_Excerpt to read_
## Start

KEYS HISTORY: BAHIAMIANS & EUROPEAN MAN OCCUPIED KEY WITH ‘NO NAME’

No Name Lodge, circa 1936. MONROE COUNTY LIBRARY COLLECTION/Contributed

PART 1

No name has been given to many of the 1,700 islands considered part of the Florida Keys archipelago, but No Name Key has been assigned to individual islands twice. 

One of those islands is usually overlooked by all but those living around MM 11, where the island is visible from the Overseas Highway, on the gulf side of the bridge connecting Rockland Key and Boca Chica.

Most people barely notice the small island covered in mangroves because it looks like scores of other islands dotting the shallow waters seen from the asphalt and concrete of the Overseas Highway. This island’s modern name is Anomino Key. Anomino is the Spanish word for anonymous, so its name seems particularly fitting. In 1878, however, the U.S. Coast & Geodetic Survey Chart #169 identified it as No Name Key.

There is another island named No Name Key with a significantly larger story to tell, which is why the month of August will be spent hitting all of the island’s historical highlights.

This No Name Key has been linked to Big Pine Key since pioneer stories have been told and physically connected to the island since the construction of State Road 4A, the original Overseas Highway, circa 1928.

To reach the island from the Overseas Highway, from Big Pine Key, the second largest of all the Florida Keys, turn on to Key Deer Boulevard and then turn again at Watson Boulevard, the path of the original highway. The road will take you to what is perhaps the island’s most established establishment, the No Name Pub (it will be a few weeks before we get to that story).

In 1772, cartographer John William Gerard de Brahm identified it as Edwards Island. The name proved an isolated incident. According to F.H. Gerdes’ 1849 pamphlet, Reconnaissance of the Florida Reef and all the Keys, “The Island N. by W. from Summerlands Keys, lying between them and Little Pine Island is called No Name Key.” It has been No Name Key ever since.

According to the 1870 U.S. Census, the island had a robust population of 45 people, living in at least 16 houses. By comparison, Big Pine Key had a single man named George Wilson from New York living on it. Wilson was identified as a charcoal burner; he made charcoal, a legitimate way to make money in the pioneer days. On No Name Key, the men living on the island were all identified as either farmers or seamen. With the exception of one individual, all of those families calling the island home were Bahamians.

The exception was Nicholas Matcovich, who, at the time of the 1870 census, was identified as a 45-year-old man with a Bahamian wife named Eliza and a 1-year-old son named George. Nicholas was not Bahamian but of European descent, and his fascinating story is mostly as murky as the Louisiana Delta. Still, there are enough details from his time on No Name Key to tell a one-of-a-kind pioneer story.

## End

_Data section_
## Start

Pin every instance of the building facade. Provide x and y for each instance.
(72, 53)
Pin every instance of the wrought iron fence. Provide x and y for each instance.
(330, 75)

## End

_Work to do_
**A.** Name every person mentioned by name in the No Name Key article.
**B.** Continue the No Name Key article from its final sentence.
The listing comes from a different source than the No Name Key article.

_Task-by-task outputs_
**A.** John William Gerard de Brahm, F.H. Gerdes, George Wilson, Nicholas Matcovich, Eliza, George

**B.**
In at least one document, he has been described as the King of No Name Key, and whether or not the claim bears any truth, Matcovich’s story is legendary. Who was he? That depends on who is telling the story – at least his origin story does. Nicholas Matcovich is generally referred to as a Russian immigrant born in Austria sometime between 1827 and 1832 but also maybe in 1825. According to the 1870 census, he was 45, a number that would have put his date of birth closer to 1825. 

According to an article written by R.F. McClure for the Nov. 26, 1904, edition of Atlanta’s The Sunny South, he was born in America. As the story is presented, McClure visited No Name Key, Matcovich’s property, and interviewed the man, which, by all accounts, was not an easy thing to do. If his story is to be believed, it contradicts some aspects of the stories commonly told about him, and provided amazing details about his life at No Name Key.

The usual story suggests Nicholas was born to Russian parents in Austria and that his father was a man named Johan. In this 1904 account, Nicholas referred to his father as Eli. Also, according to what is represented as a firsthand account, Nicholas was born in America after his parents came to the country to buy farmland. It was after he was born, but while he was still a small boy, that his father returned to Dalmatia, recognized today as a region of Croatia, and did so, apparently, without his mother.

It was while back in Dalmatia, after Eli married a rich wife who wanted Nicholas to work in the fields, that Nicholas chose instead to sail away from his father and the fields aboard a merchant vessel where he lived a seafaring life for several years – though, according to the story, “never German vessels.” 

It is generally agreed that Nicholas came to (or returned to) America circa 1848 at New Orleans and became a U.S. citizen in 1856. During the Civil War, he worked on blockade runners for the Confederacy, operating between Charleston and Havana. After the war, he moved to Jacksonville, where he met his wife, Eliza Ann Carey. From Jacksonville, they left for Key West to be closer to her Bahamian friends and family.

And that is where we will stop until next week when we dig deeper down into the dirt of the No Name Key story.

Brad Bertelli
Brad Bertelli is an author, speaker, Florida Keys historian, and Honorary Conch who has been writing about the local history for two decades. Brad has called the Florida Keys home since 2001. He is the author of eight books, including The Florida Keys Skunk Ape Files, a book of historical fiction that blends two of his favorite subjects, the local history and Florida’s Bigfoot, the Skunk Ape. His latest book, Florida Keys History with Brad Bertelli, Volume 1, shares fascinating glimpses into the rich and sometimes surprising histories of the Florida Keys. To satisfy your daily history fix, join his Facebook group Florida Keys History with Brad Bertelli.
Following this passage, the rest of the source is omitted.